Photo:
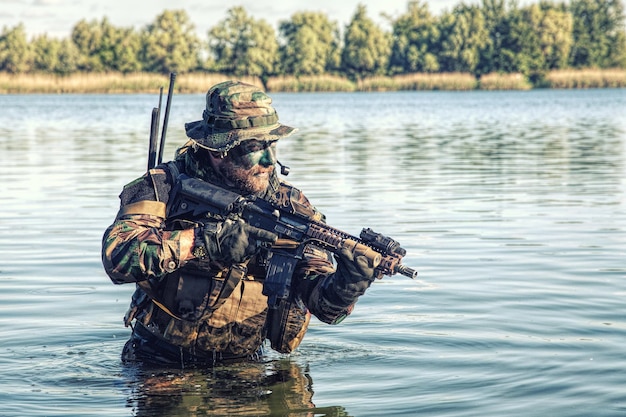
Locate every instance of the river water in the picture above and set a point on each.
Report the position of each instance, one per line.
(512, 206)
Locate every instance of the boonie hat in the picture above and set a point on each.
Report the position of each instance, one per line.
(236, 112)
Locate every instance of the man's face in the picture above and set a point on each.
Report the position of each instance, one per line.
(249, 165)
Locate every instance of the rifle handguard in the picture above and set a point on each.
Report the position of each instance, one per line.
(359, 249)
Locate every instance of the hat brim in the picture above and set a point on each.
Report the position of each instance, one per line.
(223, 141)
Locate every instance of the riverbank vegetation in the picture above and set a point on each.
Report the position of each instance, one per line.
(197, 82)
(495, 45)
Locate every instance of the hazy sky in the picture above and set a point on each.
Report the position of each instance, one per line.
(57, 17)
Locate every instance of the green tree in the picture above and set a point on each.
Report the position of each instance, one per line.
(87, 36)
(497, 24)
(242, 45)
(170, 44)
(367, 47)
(54, 56)
(104, 47)
(598, 33)
(555, 34)
(416, 39)
(539, 39)
(15, 50)
(311, 44)
(68, 58)
(463, 37)
(46, 53)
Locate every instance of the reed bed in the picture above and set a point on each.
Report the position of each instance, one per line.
(200, 82)
(420, 82)
(587, 78)
(110, 83)
(497, 81)
(314, 83)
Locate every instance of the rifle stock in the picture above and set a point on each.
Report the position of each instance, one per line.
(196, 197)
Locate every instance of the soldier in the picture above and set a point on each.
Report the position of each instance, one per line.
(199, 280)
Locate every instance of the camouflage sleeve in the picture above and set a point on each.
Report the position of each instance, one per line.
(319, 287)
(315, 280)
(136, 247)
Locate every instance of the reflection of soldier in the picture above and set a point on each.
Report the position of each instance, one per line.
(251, 389)
(199, 297)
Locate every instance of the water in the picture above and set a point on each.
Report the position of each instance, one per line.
(512, 206)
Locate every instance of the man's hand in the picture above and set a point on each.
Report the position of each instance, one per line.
(233, 241)
(355, 270)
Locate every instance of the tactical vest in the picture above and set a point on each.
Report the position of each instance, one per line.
(208, 309)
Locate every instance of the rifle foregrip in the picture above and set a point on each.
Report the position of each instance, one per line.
(406, 271)
(359, 249)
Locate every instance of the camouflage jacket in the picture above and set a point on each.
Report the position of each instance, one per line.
(196, 304)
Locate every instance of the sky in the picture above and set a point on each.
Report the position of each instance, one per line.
(56, 18)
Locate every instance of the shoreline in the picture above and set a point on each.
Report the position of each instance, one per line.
(148, 83)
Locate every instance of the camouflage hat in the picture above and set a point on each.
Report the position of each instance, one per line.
(236, 112)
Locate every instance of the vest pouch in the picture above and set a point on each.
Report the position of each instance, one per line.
(187, 293)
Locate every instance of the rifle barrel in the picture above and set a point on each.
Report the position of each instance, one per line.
(170, 91)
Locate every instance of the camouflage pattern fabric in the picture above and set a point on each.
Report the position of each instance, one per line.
(146, 247)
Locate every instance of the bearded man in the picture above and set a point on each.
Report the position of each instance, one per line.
(199, 279)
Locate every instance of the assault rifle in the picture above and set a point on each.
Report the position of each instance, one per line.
(196, 197)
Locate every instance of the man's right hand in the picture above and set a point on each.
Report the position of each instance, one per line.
(233, 241)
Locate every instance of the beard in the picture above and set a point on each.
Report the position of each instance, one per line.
(253, 180)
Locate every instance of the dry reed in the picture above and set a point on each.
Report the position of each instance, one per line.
(200, 82)
(497, 81)
(312, 83)
(110, 83)
(420, 82)
(587, 78)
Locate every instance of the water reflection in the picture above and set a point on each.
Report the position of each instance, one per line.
(278, 388)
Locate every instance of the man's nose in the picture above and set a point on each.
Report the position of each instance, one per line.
(269, 157)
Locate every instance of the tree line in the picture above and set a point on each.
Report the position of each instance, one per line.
(495, 36)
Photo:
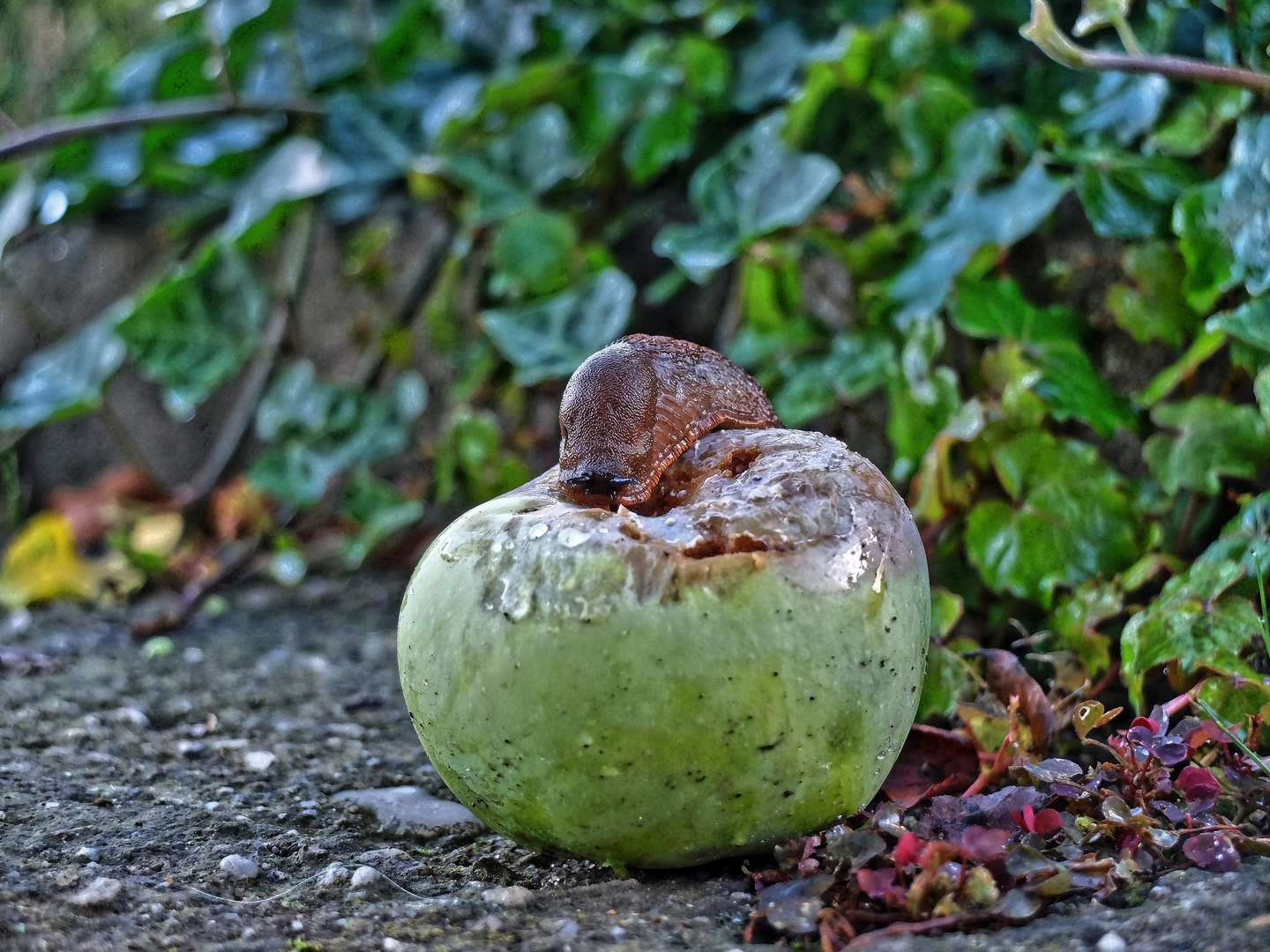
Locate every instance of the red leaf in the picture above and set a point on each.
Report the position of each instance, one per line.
(931, 762)
(1212, 852)
(1048, 822)
(908, 851)
(1197, 784)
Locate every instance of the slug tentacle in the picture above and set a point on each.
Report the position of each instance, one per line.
(632, 407)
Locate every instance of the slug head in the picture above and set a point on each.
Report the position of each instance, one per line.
(608, 426)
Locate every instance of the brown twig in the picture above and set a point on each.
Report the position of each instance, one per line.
(1044, 32)
(295, 259)
(55, 131)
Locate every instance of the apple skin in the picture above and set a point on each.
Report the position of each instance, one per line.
(600, 683)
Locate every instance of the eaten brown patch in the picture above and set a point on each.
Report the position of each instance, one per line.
(728, 545)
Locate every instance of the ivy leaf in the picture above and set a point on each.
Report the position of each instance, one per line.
(1209, 264)
(300, 167)
(195, 331)
(753, 187)
(1214, 438)
(1249, 323)
(1243, 207)
(1071, 519)
(1127, 195)
(317, 430)
(531, 254)
(1123, 104)
(65, 380)
(1195, 621)
(549, 339)
(1074, 390)
(1154, 308)
(968, 222)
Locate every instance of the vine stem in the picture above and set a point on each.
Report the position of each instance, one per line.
(56, 131)
(1044, 32)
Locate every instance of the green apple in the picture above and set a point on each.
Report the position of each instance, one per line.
(671, 688)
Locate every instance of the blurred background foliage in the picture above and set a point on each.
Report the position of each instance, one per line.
(1036, 297)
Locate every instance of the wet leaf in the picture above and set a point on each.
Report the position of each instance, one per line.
(1214, 438)
(193, 331)
(753, 187)
(64, 380)
(299, 167)
(1194, 620)
(969, 221)
(41, 564)
(1243, 208)
(1154, 308)
(317, 430)
(550, 338)
(1071, 519)
(1212, 852)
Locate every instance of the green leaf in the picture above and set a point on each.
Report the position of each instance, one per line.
(300, 167)
(317, 430)
(1214, 438)
(531, 254)
(947, 681)
(1074, 390)
(660, 138)
(1243, 205)
(1209, 263)
(914, 424)
(997, 309)
(753, 187)
(1154, 309)
(1195, 621)
(968, 222)
(65, 380)
(1070, 522)
(1076, 619)
(378, 509)
(550, 338)
(855, 367)
(192, 331)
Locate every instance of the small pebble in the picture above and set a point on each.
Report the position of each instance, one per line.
(239, 867)
(258, 759)
(365, 876)
(100, 893)
(508, 896)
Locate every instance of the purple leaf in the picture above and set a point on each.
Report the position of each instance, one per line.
(1212, 852)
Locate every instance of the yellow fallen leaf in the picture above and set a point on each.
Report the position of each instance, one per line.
(42, 564)
(156, 534)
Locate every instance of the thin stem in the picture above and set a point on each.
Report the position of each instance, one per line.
(1127, 37)
(51, 133)
(1044, 32)
(1235, 738)
(295, 258)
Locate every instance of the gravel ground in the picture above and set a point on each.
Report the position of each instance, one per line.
(159, 802)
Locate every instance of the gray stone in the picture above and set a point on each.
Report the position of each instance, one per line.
(508, 896)
(100, 893)
(415, 810)
(239, 867)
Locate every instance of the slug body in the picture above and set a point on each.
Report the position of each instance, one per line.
(632, 407)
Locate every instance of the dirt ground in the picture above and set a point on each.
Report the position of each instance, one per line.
(190, 802)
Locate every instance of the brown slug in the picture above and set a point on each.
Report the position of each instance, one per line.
(632, 407)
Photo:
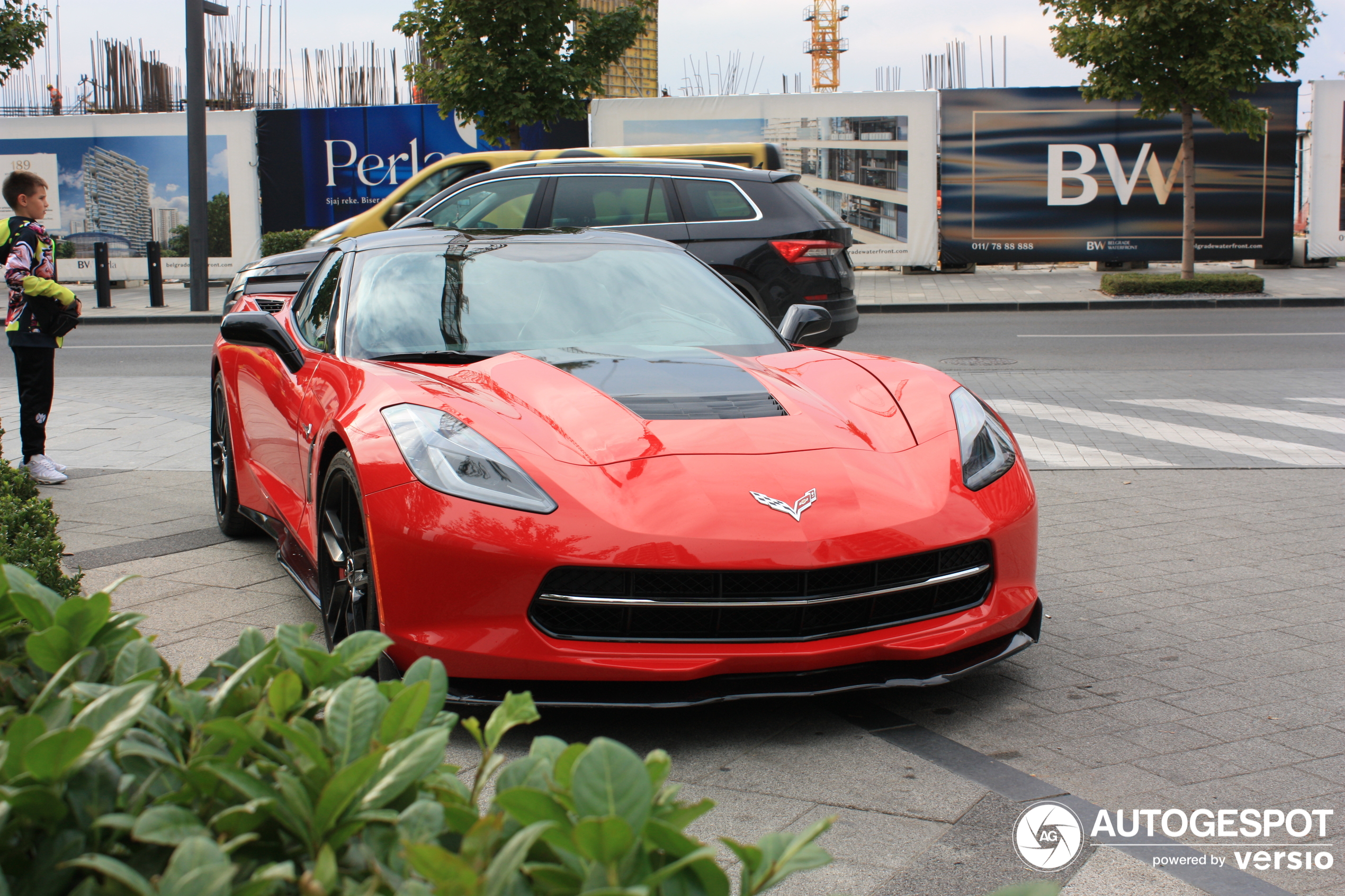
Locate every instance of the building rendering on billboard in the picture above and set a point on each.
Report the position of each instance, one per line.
(869, 156)
(121, 180)
(1326, 173)
(1037, 174)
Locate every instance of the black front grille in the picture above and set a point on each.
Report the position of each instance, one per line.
(703, 408)
(715, 616)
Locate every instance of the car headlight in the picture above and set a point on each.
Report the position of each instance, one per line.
(987, 448)
(449, 456)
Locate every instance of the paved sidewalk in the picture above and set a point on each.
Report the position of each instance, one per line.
(135, 303)
(1191, 660)
(1047, 284)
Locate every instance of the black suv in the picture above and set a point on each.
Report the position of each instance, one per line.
(279, 275)
(761, 230)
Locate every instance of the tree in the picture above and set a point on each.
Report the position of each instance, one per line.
(1184, 56)
(506, 64)
(218, 237)
(22, 30)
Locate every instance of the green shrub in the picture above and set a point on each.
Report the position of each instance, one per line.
(283, 770)
(29, 531)
(284, 241)
(1132, 284)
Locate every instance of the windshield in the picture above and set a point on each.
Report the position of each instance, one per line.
(482, 297)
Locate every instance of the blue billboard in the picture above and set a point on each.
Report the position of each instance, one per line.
(323, 166)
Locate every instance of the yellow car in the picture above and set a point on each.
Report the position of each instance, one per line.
(449, 171)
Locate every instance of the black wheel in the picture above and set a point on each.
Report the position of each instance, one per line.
(222, 480)
(345, 574)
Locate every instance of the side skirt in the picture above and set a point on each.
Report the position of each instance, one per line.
(291, 557)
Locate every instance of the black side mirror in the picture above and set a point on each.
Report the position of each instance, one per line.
(805, 320)
(263, 330)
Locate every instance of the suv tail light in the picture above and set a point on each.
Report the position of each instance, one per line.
(801, 251)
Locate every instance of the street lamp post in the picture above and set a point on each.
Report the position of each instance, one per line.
(198, 222)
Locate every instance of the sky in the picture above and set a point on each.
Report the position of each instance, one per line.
(767, 33)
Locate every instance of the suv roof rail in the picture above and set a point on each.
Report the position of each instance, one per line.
(638, 160)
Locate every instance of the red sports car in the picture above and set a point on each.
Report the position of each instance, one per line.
(580, 463)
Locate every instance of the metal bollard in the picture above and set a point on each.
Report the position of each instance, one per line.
(156, 275)
(103, 283)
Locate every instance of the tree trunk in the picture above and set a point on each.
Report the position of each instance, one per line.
(1188, 193)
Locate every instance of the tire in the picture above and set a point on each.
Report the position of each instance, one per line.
(345, 580)
(223, 481)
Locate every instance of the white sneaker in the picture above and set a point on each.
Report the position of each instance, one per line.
(41, 469)
(58, 468)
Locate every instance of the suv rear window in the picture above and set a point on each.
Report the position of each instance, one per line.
(713, 201)
(608, 202)
(810, 199)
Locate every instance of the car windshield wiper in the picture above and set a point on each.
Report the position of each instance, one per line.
(443, 356)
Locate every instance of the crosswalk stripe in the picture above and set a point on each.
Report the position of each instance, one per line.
(1165, 432)
(1064, 455)
(1244, 413)
(1339, 402)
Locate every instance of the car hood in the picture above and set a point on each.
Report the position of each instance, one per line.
(592, 409)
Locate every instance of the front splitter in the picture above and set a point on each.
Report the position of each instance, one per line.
(669, 695)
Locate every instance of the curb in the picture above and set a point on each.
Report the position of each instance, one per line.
(201, 318)
(1102, 305)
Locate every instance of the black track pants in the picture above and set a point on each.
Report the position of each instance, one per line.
(37, 374)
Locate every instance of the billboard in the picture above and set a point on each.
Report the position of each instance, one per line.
(323, 166)
(1036, 174)
(1326, 195)
(123, 179)
(869, 156)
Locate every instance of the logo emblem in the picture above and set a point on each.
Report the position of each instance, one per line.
(796, 511)
(1048, 836)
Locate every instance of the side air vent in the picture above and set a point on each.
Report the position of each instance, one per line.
(703, 408)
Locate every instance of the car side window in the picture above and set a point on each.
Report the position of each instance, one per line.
(497, 205)
(437, 180)
(314, 308)
(713, 201)
(608, 202)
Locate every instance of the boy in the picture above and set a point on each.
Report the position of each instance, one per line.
(29, 271)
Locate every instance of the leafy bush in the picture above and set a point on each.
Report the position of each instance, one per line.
(284, 241)
(29, 531)
(1130, 284)
(283, 770)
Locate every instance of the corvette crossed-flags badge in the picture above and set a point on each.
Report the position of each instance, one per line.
(796, 511)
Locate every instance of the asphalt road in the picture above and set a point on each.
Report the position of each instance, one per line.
(1142, 340)
(1147, 340)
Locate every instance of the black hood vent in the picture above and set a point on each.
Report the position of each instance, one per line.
(677, 385)
(703, 408)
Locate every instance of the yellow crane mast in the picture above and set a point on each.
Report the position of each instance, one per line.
(826, 43)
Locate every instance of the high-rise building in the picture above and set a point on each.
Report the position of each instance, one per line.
(636, 73)
(118, 196)
(165, 221)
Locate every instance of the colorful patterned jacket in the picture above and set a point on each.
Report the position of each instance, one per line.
(29, 273)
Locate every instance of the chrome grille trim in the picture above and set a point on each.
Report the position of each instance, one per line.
(785, 602)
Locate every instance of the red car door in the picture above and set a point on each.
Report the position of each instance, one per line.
(271, 401)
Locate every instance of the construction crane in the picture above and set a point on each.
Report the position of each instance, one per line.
(826, 45)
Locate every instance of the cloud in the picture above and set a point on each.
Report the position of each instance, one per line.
(218, 164)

*DIRECTIONS*: A count alone is required. How many lines in the entries contain the string "building"?

*TASK OUTPUT*: 2